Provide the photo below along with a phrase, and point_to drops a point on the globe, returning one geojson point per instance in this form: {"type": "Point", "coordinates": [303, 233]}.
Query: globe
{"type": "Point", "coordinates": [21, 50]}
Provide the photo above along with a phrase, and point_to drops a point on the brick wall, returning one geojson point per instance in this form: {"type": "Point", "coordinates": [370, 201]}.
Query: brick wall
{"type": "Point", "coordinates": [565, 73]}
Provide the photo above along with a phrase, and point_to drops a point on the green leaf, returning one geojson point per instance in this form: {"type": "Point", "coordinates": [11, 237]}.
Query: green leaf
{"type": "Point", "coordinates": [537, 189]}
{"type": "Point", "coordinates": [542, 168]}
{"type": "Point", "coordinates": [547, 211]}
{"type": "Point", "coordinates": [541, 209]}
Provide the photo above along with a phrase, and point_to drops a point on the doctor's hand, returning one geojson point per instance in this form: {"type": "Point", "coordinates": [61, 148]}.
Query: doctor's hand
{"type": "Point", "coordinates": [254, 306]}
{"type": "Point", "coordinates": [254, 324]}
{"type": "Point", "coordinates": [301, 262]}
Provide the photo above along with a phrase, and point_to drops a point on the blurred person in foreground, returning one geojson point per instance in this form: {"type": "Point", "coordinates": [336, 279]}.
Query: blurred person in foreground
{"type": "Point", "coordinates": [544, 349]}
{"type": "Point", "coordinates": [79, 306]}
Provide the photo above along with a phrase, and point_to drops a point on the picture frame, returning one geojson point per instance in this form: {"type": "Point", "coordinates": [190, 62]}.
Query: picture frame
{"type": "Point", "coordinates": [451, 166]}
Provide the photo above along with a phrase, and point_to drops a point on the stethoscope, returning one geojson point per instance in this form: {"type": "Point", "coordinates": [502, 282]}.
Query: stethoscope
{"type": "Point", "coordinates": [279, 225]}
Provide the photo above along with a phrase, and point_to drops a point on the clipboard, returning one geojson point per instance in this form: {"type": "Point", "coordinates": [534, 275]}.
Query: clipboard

→ WORK TO DO
Copy the listing exactly, starting at the line that contains "the stethoscope, returning" and ending at the final line of the listing.

→ EXERCISE RESULT
Provide the photo above along with a phrase, and point_to drops a point on the stethoscope, returning one geojson point per instance in this form: {"type": "Point", "coordinates": [502, 282]}.
Query: stethoscope
{"type": "Point", "coordinates": [279, 225]}
Provide the photo above along with a phrase, and point_to drops a point on the clipboard, returning one geojson point per instance in this form: {"type": "Point", "coordinates": [534, 275]}.
Query: clipboard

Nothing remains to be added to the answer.